PROVIDED RECORDS:
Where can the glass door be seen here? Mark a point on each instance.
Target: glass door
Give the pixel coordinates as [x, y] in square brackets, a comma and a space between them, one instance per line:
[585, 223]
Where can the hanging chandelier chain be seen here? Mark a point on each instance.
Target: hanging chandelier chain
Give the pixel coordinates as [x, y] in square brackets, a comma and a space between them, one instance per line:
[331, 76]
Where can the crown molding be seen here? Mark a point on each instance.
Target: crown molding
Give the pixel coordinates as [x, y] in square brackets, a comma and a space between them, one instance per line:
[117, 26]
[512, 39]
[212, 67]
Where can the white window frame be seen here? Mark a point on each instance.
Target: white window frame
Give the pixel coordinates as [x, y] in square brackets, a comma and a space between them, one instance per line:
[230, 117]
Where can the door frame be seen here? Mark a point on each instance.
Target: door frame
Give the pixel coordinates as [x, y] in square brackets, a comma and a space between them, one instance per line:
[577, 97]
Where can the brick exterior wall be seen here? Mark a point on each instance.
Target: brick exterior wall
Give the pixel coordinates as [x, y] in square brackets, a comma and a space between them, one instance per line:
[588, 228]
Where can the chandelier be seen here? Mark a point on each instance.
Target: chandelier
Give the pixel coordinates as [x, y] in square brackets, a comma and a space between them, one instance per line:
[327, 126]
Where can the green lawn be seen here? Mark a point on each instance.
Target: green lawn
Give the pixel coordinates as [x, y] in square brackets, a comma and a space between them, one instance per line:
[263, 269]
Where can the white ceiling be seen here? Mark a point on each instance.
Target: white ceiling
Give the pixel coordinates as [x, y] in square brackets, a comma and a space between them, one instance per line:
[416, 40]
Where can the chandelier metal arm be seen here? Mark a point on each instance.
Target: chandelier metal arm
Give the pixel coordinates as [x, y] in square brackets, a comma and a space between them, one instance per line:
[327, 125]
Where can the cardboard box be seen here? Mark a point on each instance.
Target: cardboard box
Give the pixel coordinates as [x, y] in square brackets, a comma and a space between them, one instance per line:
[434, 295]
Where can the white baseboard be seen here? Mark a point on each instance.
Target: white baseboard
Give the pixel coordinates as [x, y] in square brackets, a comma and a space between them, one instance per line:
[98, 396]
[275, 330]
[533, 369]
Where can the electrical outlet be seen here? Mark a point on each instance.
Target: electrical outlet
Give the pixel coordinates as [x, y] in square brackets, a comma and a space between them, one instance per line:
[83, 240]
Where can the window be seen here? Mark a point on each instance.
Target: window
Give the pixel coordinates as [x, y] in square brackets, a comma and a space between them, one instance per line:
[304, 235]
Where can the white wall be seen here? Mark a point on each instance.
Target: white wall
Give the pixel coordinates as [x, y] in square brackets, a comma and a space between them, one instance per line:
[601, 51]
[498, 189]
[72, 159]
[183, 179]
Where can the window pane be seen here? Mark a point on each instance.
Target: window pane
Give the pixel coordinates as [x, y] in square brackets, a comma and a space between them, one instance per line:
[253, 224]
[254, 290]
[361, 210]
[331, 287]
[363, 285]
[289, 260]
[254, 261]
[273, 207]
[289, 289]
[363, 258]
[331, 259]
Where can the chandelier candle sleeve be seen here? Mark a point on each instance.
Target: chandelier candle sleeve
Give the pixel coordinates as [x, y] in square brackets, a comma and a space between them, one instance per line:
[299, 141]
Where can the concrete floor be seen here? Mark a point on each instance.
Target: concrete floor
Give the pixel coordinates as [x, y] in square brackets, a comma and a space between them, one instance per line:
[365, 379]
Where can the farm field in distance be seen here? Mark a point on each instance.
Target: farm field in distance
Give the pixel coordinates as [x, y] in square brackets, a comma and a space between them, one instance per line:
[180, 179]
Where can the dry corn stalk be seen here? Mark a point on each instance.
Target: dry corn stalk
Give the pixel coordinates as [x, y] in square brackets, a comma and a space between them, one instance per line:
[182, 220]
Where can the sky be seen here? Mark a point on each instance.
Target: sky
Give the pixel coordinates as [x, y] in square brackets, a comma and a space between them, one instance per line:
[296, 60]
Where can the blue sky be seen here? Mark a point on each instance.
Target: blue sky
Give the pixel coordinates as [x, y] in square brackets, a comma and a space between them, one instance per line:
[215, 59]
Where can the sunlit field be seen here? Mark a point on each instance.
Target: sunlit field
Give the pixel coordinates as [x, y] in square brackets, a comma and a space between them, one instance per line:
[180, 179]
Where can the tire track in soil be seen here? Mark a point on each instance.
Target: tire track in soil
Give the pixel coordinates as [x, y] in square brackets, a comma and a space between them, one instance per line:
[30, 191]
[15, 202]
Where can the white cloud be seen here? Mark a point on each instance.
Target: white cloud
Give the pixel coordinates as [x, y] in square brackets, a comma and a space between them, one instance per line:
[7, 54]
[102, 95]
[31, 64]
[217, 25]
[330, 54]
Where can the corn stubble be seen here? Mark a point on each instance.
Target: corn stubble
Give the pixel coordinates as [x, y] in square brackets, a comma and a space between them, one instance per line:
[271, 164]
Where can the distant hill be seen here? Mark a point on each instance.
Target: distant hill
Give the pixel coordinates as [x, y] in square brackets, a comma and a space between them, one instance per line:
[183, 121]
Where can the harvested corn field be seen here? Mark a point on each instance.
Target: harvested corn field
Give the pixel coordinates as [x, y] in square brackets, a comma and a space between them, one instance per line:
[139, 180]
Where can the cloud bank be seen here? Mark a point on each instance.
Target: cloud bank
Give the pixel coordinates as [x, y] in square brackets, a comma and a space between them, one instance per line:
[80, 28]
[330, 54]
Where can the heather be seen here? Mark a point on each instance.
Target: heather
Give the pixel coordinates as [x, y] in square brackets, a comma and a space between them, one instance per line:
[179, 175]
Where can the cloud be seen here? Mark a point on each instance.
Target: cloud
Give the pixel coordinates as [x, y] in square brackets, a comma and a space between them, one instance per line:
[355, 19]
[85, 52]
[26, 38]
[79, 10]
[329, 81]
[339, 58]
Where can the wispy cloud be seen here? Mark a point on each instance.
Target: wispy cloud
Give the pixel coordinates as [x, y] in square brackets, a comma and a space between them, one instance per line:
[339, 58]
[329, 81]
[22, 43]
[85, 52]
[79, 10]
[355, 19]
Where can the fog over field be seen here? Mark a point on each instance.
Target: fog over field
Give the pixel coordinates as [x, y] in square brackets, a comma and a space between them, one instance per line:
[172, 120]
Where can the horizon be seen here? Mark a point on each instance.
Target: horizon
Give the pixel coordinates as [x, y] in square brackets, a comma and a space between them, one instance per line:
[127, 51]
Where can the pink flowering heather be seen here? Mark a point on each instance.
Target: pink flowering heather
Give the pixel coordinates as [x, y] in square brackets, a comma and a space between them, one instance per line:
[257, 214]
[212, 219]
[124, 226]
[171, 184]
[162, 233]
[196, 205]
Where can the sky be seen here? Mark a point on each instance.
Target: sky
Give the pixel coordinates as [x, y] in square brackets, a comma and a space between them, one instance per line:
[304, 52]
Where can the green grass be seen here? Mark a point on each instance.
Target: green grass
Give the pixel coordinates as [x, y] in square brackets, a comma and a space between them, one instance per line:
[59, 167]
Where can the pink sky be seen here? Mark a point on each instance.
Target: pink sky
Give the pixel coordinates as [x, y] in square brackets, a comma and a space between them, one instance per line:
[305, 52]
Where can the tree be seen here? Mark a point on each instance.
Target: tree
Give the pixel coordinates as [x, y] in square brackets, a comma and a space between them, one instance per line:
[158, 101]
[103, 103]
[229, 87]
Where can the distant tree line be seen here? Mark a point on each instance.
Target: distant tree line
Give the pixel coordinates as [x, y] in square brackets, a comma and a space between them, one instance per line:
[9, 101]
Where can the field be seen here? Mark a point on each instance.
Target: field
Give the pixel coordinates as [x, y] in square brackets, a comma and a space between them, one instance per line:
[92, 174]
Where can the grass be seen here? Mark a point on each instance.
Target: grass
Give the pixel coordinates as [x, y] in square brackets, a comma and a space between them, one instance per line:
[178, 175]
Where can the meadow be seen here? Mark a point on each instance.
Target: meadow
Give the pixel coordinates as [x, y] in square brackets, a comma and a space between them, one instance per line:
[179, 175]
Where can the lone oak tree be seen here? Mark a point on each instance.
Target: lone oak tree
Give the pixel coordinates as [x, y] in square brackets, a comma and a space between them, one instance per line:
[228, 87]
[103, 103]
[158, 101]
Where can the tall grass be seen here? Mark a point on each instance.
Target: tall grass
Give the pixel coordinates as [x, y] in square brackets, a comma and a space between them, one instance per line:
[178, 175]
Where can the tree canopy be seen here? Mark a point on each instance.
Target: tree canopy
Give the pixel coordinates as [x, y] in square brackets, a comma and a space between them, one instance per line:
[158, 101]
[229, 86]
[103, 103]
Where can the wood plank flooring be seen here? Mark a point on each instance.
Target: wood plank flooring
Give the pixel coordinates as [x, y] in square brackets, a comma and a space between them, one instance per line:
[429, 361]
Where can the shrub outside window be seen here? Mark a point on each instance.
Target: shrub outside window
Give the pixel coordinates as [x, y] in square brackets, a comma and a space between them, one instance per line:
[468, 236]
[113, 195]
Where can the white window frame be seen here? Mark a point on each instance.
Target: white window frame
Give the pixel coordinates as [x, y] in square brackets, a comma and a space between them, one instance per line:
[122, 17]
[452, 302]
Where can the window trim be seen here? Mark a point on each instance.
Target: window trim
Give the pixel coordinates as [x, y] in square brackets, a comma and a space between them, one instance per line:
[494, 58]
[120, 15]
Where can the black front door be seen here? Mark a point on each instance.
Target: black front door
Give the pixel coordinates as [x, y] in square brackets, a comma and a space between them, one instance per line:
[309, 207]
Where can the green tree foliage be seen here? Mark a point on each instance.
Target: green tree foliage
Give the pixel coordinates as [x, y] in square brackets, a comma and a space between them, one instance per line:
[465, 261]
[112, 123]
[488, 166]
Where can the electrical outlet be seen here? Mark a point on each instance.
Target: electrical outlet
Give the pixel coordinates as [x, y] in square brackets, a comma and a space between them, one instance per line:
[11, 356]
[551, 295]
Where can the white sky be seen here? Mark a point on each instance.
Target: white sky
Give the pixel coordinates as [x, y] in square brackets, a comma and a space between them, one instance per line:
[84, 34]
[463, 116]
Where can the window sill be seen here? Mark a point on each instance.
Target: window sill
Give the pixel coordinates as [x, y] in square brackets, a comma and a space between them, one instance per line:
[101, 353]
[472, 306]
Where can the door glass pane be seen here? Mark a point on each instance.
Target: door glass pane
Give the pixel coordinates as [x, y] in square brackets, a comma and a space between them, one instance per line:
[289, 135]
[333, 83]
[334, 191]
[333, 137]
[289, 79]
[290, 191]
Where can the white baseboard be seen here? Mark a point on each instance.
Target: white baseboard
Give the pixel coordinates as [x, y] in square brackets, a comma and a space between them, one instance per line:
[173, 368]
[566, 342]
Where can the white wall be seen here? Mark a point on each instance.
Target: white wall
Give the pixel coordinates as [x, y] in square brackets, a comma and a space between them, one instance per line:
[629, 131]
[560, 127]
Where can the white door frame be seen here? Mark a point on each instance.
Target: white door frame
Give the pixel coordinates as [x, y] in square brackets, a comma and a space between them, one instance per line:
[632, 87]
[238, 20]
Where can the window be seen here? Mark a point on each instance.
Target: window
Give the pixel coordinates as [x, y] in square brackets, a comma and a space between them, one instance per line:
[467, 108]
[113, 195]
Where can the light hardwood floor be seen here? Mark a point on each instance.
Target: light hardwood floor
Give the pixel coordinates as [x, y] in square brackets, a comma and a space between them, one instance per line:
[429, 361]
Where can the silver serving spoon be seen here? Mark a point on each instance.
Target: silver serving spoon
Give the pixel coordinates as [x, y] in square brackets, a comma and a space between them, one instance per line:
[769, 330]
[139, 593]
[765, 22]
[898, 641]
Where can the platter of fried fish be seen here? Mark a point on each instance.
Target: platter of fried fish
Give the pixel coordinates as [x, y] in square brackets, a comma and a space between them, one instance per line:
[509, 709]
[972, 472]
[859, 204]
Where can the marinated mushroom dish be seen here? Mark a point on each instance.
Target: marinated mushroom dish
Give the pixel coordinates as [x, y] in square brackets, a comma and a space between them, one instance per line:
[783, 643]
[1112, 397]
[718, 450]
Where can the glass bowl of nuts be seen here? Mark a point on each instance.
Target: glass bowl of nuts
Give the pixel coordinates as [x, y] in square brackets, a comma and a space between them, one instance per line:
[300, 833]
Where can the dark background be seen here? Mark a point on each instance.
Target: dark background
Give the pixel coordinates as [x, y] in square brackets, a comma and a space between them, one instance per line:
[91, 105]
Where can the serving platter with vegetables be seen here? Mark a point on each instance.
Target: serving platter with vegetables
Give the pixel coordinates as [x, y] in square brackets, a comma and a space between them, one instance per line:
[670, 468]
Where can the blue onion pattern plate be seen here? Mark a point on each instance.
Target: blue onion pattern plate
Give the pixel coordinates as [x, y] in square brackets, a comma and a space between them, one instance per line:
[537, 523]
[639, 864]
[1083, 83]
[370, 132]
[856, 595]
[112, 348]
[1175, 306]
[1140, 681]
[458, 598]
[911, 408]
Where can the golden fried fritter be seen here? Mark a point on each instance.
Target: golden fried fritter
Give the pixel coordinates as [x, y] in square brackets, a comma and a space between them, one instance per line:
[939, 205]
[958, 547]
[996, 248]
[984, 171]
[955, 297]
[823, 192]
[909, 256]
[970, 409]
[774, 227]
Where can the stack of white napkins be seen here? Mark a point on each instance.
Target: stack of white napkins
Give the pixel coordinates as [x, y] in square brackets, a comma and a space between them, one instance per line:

WORK REQUEST: Every line containing the string "meadow" is required; copy each such line from the data.

TASK RESPONSE:
Where can the meadow be seen here? Mark a point on each instance.
Target: meadow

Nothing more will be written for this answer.